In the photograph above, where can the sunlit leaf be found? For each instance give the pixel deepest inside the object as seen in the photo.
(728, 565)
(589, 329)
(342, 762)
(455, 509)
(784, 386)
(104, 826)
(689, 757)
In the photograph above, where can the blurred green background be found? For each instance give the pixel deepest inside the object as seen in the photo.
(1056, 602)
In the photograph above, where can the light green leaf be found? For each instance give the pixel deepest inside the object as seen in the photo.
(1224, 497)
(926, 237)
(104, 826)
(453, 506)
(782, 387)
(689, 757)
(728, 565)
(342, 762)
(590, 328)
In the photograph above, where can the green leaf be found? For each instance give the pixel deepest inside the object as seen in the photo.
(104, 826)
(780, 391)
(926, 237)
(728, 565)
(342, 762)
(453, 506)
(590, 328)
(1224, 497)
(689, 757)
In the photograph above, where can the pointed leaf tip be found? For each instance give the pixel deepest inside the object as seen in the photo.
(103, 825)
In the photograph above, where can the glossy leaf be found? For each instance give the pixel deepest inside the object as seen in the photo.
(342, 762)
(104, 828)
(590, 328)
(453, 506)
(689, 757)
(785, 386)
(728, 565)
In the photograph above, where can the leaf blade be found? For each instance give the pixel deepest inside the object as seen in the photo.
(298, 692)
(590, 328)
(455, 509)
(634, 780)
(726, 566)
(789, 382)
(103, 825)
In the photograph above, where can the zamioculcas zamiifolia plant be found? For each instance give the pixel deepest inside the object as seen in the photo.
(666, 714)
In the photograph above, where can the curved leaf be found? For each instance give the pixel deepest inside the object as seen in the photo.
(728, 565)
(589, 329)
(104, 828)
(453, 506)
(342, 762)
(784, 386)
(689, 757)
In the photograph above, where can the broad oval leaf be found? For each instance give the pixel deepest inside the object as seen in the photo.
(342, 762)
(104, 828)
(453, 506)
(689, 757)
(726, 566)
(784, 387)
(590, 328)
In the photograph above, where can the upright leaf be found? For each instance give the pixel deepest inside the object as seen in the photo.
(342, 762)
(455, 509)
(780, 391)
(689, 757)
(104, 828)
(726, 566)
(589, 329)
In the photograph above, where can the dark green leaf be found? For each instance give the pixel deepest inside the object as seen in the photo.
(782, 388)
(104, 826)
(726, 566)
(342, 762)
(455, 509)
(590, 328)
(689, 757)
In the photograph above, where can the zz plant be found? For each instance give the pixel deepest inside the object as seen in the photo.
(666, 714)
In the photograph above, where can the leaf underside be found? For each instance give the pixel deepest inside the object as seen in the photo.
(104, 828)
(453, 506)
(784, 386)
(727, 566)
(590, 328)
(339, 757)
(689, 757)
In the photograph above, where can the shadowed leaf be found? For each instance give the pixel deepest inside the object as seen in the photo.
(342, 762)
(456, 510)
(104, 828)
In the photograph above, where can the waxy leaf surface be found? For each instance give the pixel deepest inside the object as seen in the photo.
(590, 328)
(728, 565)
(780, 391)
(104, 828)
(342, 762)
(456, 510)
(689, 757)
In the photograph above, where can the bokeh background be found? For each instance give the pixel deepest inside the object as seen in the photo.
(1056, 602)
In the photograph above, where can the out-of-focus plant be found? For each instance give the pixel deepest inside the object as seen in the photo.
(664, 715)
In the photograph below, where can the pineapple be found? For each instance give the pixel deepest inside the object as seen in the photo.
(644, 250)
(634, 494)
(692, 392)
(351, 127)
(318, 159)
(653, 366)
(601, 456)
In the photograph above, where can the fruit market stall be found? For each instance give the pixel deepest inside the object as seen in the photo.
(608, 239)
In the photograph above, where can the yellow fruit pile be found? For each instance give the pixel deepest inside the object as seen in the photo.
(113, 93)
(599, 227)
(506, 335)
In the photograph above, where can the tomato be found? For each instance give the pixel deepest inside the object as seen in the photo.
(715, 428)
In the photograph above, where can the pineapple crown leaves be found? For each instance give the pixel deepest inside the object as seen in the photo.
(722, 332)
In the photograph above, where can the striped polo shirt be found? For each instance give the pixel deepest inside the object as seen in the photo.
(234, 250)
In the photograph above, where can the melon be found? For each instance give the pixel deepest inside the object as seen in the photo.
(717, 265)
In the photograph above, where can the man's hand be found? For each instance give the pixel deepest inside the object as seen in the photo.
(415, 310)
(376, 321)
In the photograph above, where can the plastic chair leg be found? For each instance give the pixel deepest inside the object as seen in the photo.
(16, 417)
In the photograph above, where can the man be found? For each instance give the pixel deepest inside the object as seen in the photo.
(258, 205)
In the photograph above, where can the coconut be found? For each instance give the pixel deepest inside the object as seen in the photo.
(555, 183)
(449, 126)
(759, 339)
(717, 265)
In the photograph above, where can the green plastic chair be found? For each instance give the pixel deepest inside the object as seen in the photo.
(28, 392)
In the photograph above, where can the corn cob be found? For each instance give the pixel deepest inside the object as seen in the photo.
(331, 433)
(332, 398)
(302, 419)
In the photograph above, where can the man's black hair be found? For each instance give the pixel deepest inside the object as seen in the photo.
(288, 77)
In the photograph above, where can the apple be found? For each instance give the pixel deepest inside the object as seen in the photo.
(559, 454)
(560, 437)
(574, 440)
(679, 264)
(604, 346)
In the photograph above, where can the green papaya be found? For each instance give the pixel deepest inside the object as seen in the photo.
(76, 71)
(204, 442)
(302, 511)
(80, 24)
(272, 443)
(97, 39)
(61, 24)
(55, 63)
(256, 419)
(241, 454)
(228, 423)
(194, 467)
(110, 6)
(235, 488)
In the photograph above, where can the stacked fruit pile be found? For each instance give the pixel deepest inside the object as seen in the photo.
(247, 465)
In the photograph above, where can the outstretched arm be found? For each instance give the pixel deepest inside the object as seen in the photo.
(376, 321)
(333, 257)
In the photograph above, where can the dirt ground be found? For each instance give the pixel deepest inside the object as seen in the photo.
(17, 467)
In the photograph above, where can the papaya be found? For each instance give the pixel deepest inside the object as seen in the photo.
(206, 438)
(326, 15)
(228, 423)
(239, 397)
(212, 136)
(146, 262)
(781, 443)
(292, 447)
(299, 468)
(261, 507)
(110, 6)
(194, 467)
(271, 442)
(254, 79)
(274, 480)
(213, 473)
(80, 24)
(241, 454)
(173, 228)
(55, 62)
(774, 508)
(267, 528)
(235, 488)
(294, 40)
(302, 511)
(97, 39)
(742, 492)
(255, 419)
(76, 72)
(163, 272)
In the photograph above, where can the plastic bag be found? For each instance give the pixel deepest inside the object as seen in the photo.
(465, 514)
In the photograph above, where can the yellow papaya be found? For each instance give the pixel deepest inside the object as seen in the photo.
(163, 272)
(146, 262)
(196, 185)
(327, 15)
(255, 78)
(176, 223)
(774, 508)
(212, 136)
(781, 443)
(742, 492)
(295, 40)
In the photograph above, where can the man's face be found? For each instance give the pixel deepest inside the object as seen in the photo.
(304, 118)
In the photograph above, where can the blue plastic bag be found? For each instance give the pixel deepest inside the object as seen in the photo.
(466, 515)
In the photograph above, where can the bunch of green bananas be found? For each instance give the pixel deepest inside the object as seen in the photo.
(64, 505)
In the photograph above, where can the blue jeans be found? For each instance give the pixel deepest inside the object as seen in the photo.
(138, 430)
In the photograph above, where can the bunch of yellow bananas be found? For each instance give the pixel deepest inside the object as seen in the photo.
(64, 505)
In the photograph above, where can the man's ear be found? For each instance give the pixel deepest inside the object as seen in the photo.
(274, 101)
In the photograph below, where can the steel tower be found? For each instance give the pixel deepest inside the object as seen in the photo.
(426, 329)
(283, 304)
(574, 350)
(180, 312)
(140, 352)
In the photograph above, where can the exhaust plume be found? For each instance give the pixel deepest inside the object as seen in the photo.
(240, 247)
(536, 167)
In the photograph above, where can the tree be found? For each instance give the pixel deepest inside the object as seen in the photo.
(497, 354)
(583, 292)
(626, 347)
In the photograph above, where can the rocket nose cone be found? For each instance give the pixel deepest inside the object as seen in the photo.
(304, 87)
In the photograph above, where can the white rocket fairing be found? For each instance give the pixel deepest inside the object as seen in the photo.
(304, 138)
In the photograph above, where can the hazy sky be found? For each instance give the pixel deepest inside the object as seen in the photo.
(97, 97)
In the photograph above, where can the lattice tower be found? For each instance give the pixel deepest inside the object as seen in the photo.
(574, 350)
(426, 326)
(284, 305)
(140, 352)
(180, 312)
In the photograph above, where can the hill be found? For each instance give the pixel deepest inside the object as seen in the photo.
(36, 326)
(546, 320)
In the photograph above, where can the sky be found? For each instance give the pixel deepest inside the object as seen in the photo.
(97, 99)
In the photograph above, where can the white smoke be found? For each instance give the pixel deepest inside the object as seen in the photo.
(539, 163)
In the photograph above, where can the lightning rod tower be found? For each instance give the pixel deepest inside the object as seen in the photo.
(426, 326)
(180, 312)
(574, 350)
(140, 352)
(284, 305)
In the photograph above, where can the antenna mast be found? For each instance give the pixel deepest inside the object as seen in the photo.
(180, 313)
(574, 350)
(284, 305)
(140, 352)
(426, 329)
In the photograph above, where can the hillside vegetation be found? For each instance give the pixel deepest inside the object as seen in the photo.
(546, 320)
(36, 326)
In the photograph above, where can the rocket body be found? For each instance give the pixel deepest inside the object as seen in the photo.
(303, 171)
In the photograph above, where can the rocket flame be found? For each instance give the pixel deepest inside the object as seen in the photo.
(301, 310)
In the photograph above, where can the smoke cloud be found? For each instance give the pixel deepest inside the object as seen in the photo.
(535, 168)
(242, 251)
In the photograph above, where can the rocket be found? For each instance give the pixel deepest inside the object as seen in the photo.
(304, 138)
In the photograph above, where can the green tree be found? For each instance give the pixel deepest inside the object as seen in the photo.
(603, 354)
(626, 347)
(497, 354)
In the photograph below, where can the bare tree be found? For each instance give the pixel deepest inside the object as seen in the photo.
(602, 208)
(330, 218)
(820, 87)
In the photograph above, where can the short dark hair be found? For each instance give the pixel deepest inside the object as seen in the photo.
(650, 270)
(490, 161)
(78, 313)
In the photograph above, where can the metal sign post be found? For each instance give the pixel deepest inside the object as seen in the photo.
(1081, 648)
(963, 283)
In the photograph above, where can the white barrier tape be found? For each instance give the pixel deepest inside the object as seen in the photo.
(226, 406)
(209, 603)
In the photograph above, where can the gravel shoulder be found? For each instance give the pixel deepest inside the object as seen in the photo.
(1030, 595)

===============

→ **WHAT NEEDS TO BE DONE**
Copy the data word for word, from the line containing "In the photograph above, where can the metal" through the last line, both ends included.

→ **TASK ANSWER**
In the photograph above, where can the metal sign post be found? For each instance give the pixel deepest inside the object as seen in the photo.
(1081, 648)
(963, 283)
In the photograph above, where can the white barrier tape be found? For each instance give the pixel deepest inside the object as seen in the photo.
(226, 406)
(209, 603)
In the photograph above, where can the gravel shoulder be found? For each instance give the pixel deepest inside the object as seen in the photo.
(1030, 595)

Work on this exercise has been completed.